▸ PASSAGE FOR REVIEW
William C. Hahn, M.D., Ph.D.
Associate Professor of Medicine
Harvard Medical School
Department of Medical Oncology, Dana-Farber Cancer Institute
Senior Associate Member, Broad Institute of MIT and Harvard
Dr. William C. Hahn is a medical oncologist and Associate Professor in the Department of Medical Oncology at the Dana-Farber Cancer Institute and a Senior Associate Member of the Broad Institute of MIT and Harvard. He co-directs the Center for Cancer Genome Discovery, is the Chief of the Division of Molecular and Cellular Oncology and is the Deputy Chief Scientific Officer at the Dana-Farber Cancer Institute.
Dr. Hahn has made numerous seminal discoveries that have informed our current molecular understanding of cancer and which have defined new conceptual paradigms and formed the foundation of new translational studies. His laboratory has helped develop widely adopted experimental models and genome-scale tools, all of which he has made openly available to the research community. Dr. Hahn and his colleagues helped demonstrate that activation of the reverse transcriptase telomerase plays an essential role in malignant transformation. This observation provided the means to create novel experimental model systems to identify and characterize the cooperative genetic interactions that lead to malignant transformation. Together with his colleagues at the Broad Institute, he helped develop genome scale tools and technology (RNAi and open reading frame collections) to perform somatic cell genetics in human cells. His laboratory has pioneered the use of integrated functional genomic approaches to identify and validate cancer targets. Using these approaches, his laboratory has discovered several new oncogenes including IKBKE, CRKL, CDK8 and SOX2 as well as targets (TBK1 and CYCLOPS genes) that are essential in specific genetic contexts, which will pave the way for new therapeutic approaches. The tools, models and approaches that his laboratory has developed have already become widely used worldwide to discover and validate molecularly targeted cancer therapies. Dr. Hahn and his collaborators are now engaged in clinical trials testing whether inhibition both of these new oncogenes or synthetic lethal partners will lead to clinical responses.
Clinically, he is a member of the Lank Center for Genitourinary Oncology and is devoted to the development of new therapeutic strategies for the treatment of prostate and other cancers. As the co-director of the Center for Cancer Genome Discovery, he is committed to the development and implementation of technologies that permit the interrogation of cancer-associated mutations at genome scale and to implement these technologies prospectively in newly diagnosed patients.
Dr. Hahn has been the recipient of many honors and awards including the 2000 Wilson S. Stone Award from M.D. Anderson Cancer Center for outstanding research in cancer, a Kimmel Scholar Award, the Howard Temin Award from the National Cancer Institute, a Doris Duke Clinical Scientist Development Award, and the Ho-Am Prize in Medicine (2010).

▸ ENTRIES SHOWN

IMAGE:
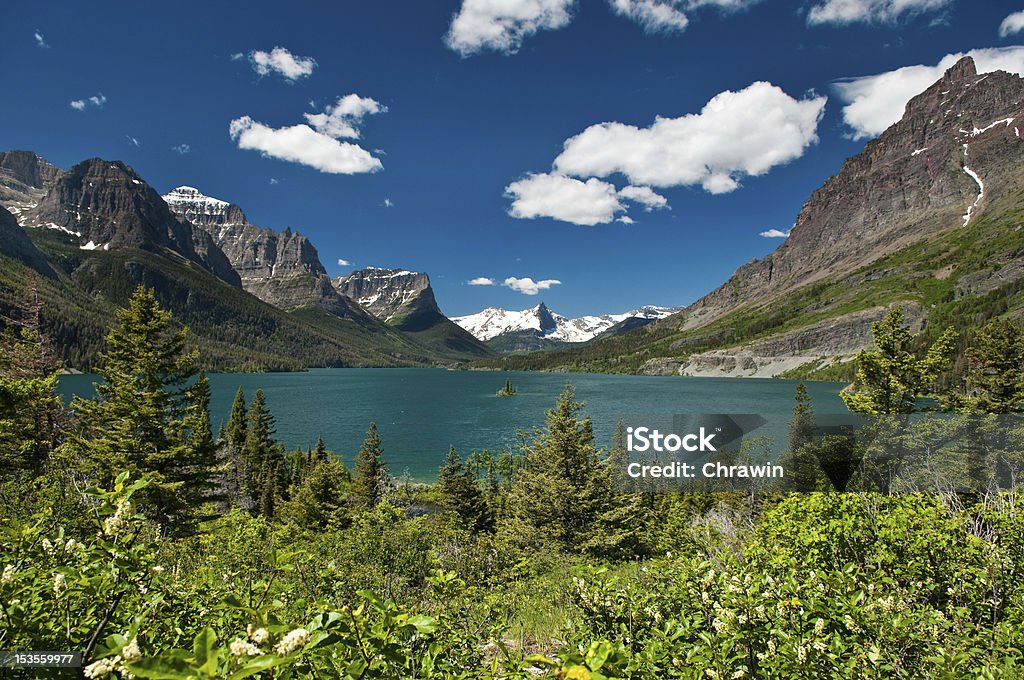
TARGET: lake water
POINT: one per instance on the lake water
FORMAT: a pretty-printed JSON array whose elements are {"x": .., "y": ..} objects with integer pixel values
[{"x": 420, "y": 412}]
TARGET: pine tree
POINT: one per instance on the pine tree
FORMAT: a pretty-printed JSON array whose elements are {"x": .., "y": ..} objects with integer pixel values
[
  {"x": 801, "y": 461},
  {"x": 892, "y": 376},
  {"x": 995, "y": 378},
  {"x": 31, "y": 412},
  {"x": 462, "y": 496},
  {"x": 201, "y": 468},
  {"x": 260, "y": 456},
  {"x": 371, "y": 476},
  {"x": 237, "y": 422},
  {"x": 562, "y": 486},
  {"x": 135, "y": 423}
]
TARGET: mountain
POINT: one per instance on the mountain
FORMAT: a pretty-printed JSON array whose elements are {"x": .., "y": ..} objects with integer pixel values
[
  {"x": 86, "y": 238},
  {"x": 539, "y": 328},
  {"x": 406, "y": 301},
  {"x": 927, "y": 216},
  {"x": 282, "y": 268}
]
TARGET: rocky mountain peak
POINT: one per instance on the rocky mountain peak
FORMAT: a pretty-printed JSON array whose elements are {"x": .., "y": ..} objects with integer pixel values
[
  {"x": 957, "y": 147},
  {"x": 389, "y": 294}
]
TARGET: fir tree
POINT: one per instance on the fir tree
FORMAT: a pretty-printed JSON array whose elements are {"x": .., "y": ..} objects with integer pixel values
[
  {"x": 801, "y": 461},
  {"x": 995, "y": 378},
  {"x": 260, "y": 456},
  {"x": 237, "y": 422},
  {"x": 136, "y": 422},
  {"x": 562, "y": 486},
  {"x": 891, "y": 376},
  {"x": 371, "y": 476},
  {"x": 462, "y": 496}
]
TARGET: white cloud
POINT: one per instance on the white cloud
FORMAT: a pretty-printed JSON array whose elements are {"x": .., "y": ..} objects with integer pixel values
[
  {"x": 1012, "y": 25},
  {"x": 281, "y": 60},
  {"x": 875, "y": 102},
  {"x": 543, "y": 195},
  {"x": 527, "y": 286},
  {"x": 735, "y": 134},
  {"x": 95, "y": 100},
  {"x": 503, "y": 25},
  {"x": 652, "y": 15},
  {"x": 344, "y": 118},
  {"x": 842, "y": 12},
  {"x": 645, "y": 197},
  {"x": 300, "y": 143}
]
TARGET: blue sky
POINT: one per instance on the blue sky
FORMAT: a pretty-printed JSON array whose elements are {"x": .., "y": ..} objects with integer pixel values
[{"x": 475, "y": 156}]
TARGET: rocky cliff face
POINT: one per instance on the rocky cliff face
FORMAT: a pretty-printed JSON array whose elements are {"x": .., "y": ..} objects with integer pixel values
[
  {"x": 102, "y": 205},
  {"x": 399, "y": 297},
  {"x": 282, "y": 268},
  {"x": 25, "y": 179},
  {"x": 956, "y": 149}
]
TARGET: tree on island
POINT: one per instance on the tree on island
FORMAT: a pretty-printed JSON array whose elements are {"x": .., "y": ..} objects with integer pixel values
[{"x": 371, "y": 476}]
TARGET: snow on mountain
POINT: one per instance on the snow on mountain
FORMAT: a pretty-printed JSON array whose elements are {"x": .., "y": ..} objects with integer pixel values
[{"x": 494, "y": 322}]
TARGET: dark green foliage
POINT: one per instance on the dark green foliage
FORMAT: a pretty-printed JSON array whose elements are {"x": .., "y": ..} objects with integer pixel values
[
  {"x": 892, "y": 376},
  {"x": 563, "y": 485},
  {"x": 371, "y": 481},
  {"x": 462, "y": 496},
  {"x": 995, "y": 378},
  {"x": 139, "y": 420}
]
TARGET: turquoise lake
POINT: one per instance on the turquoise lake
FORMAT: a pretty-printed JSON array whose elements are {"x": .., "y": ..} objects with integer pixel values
[{"x": 420, "y": 412}]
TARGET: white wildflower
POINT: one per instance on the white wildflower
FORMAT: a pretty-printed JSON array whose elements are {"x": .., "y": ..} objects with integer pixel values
[
  {"x": 59, "y": 586},
  {"x": 259, "y": 635},
  {"x": 102, "y": 667},
  {"x": 292, "y": 641},
  {"x": 131, "y": 651},
  {"x": 244, "y": 648}
]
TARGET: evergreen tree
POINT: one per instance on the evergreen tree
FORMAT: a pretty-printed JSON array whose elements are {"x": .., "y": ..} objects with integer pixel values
[
  {"x": 371, "y": 477},
  {"x": 995, "y": 377},
  {"x": 31, "y": 412},
  {"x": 562, "y": 486},
  {"x": 892, "y": 376},
  {"x": 260, "y": 456},
  {"x": 201, "y": 469},
  {"x": 801, "y": 461},
  {"x": 462, "y": 496},
  {"x": 136, "y": 421},
  {"x": 237, "y": 422}
]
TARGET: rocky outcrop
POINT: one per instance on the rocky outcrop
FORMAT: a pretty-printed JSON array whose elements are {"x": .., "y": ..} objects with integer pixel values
[
  {"x": 956, "y": 147},
  {"x": 25, "y": 178},
  {"x": 823, "y": 342},
  {"x": 401, "y": 298},
  {"x": 14, "y": 243},
  {"x": 280, "y": 267}
]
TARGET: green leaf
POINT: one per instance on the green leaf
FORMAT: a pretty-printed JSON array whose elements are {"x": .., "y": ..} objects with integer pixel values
[
  {"x": 423, "y": 624},
  {"x": 162, "y": 668}
]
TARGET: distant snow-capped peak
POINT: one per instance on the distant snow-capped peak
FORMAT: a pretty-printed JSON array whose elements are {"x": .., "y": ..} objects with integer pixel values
[{"x": 494, "y": 322}]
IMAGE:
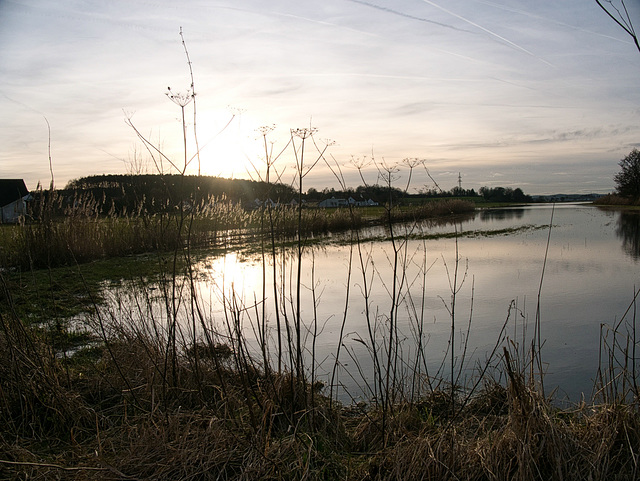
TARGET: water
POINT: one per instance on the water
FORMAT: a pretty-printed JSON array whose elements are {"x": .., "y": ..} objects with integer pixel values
[{"x": 588, "y": 280}]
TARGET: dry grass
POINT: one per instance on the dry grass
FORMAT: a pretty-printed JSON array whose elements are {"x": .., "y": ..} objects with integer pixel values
[{"x": 108, "y": 415}]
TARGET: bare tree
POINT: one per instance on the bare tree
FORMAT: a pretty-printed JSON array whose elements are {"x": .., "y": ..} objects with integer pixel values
[{"x": 620, "y": 15}]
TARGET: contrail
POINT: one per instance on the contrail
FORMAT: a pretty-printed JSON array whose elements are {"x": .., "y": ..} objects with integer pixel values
[
  {"x": 406, "y": 15},
  {"x": 486, "y": 30},
  {"x": 551, "y": 20}
]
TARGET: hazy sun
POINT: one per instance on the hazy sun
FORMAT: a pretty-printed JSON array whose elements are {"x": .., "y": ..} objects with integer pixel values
[{"x": 229, "y": 147}]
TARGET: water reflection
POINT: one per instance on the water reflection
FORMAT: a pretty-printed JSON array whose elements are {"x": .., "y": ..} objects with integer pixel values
[
  {"x": 502, "y": 214},
  {"x": 628, "y": 230}
]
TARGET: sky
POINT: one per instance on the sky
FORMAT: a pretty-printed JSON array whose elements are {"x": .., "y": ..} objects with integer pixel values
[{"x": 540, "y": 95}]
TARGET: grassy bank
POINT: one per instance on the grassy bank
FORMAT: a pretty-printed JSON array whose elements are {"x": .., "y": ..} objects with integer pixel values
[
  {"x": 122, "y": 410},
  {"x": 83, "y": 235}
]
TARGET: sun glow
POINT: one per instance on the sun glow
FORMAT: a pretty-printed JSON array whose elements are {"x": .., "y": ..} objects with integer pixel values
[{"x": 230, "y": 147}]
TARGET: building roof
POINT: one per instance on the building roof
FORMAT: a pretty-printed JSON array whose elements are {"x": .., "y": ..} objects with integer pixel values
[{"x": 12, "y": 190}]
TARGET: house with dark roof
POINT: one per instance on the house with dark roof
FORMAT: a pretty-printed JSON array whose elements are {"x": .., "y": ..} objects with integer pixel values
[{"x": 13, "y": 200}]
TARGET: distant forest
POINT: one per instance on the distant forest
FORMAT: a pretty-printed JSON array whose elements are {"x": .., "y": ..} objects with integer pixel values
[{"x": 119, "y": 193}]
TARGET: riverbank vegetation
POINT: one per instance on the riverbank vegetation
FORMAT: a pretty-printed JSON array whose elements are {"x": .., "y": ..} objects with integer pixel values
[{"x": 131, "y": 405}]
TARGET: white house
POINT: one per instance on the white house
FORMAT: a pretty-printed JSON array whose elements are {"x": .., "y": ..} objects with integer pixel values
[
  {"x": 333, "y": 202},
  {"x": 13, "y": 200}
]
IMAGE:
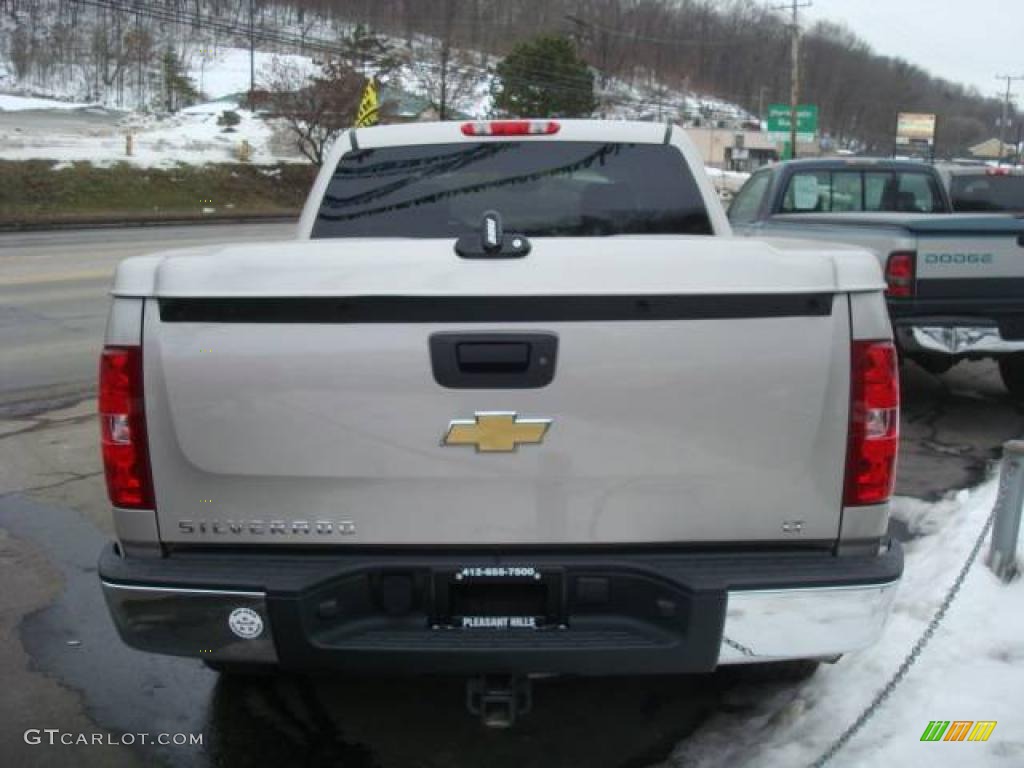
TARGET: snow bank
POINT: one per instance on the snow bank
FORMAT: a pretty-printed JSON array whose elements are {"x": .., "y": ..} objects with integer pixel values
[
  {"x": 972, "y": 670},
  {"x": 224, "y": 72},
  {"x": 10, "y": 102}
]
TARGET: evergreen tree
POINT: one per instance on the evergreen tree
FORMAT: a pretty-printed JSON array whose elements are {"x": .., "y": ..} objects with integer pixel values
[{"x": 544, "y": 78}]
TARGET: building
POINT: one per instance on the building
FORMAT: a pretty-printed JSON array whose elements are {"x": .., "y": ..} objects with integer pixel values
[{"x": 736, "y": 150}]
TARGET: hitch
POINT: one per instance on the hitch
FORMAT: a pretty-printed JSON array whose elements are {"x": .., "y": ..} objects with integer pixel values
[{"x": 499, "y": 699}]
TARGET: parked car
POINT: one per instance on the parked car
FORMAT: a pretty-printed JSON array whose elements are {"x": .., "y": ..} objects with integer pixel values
[
  {"x": 983, "y": 188},
  {"x": 514, "y": 402},
  {"x": 955, "y": 282}
]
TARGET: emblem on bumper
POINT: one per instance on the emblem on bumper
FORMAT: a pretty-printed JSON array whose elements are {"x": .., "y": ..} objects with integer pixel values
[
  {"x": 246, "y": 623},
  {"x": 496, "y": 431}
]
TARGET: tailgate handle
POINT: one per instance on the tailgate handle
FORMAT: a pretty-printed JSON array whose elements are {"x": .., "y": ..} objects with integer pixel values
[
  {"x": 494, "y": 360},
  {"x": 493, "y": 357}
]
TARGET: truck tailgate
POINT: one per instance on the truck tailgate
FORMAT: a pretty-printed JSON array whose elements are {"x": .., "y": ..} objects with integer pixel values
[
  {"x": 293, "y": 399},
  {"x": 979, "y": 258}
]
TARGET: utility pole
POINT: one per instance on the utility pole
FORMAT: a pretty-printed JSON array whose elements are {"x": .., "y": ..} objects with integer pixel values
[
  {"x": 1006, "y": 112},
  {"x": 252, "y": 52},
  {"x": 794, "y": 6}
]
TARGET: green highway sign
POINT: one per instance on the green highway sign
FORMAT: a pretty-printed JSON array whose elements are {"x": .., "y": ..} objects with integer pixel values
[{"x": 807, "y": 121}]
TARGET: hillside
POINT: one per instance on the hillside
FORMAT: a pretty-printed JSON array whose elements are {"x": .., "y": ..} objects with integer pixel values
[{"x": 690, "y": 60}]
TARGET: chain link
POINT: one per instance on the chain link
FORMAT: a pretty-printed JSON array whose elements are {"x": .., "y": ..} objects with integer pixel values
[
  {"x": 738, "y": 646},
  {"x": 914, "y": 653}
]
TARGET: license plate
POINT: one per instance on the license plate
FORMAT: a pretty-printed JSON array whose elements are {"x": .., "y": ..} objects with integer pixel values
[{"x": 499, "y": 597}]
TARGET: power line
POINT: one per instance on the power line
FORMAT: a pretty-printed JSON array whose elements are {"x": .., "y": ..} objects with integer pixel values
[
  {"x": 529, "y": 77},
  {"x": 794, "y": 6}
]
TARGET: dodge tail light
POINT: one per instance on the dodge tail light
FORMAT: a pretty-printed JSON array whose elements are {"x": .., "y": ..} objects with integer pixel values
[
  {"x": 900, "y": 273},
  {"x": 122, "y": 428},
  {"x": 510, "y": 128},
  {"x": 873, "y": 436}
]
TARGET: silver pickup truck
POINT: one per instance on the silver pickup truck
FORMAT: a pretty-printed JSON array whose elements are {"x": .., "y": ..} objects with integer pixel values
[
  {"x": 954, "y": 282},
  {"x": 513, "y": 402}
]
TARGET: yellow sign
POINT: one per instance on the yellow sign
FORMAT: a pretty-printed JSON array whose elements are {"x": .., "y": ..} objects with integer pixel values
[
  {"x": 493, "y": 432},
  {"x": 369, "y": 107}
]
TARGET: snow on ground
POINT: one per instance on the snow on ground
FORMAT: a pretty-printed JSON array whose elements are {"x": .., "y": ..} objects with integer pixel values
[
  {"x": 224, "y": 72},
  {"x": 972, "y": 670},
  {"x": 19, "y": 103},
  {"x": 190, "y": 136}
]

▸ TASK GOAL
The profile of William C. Hahn says his laboratory discovered several new oncogenes. List every oncogene it names.

▸ RESULT OF THIS EXERCISE
IKBKE, CRKL, CDK8 and SOX2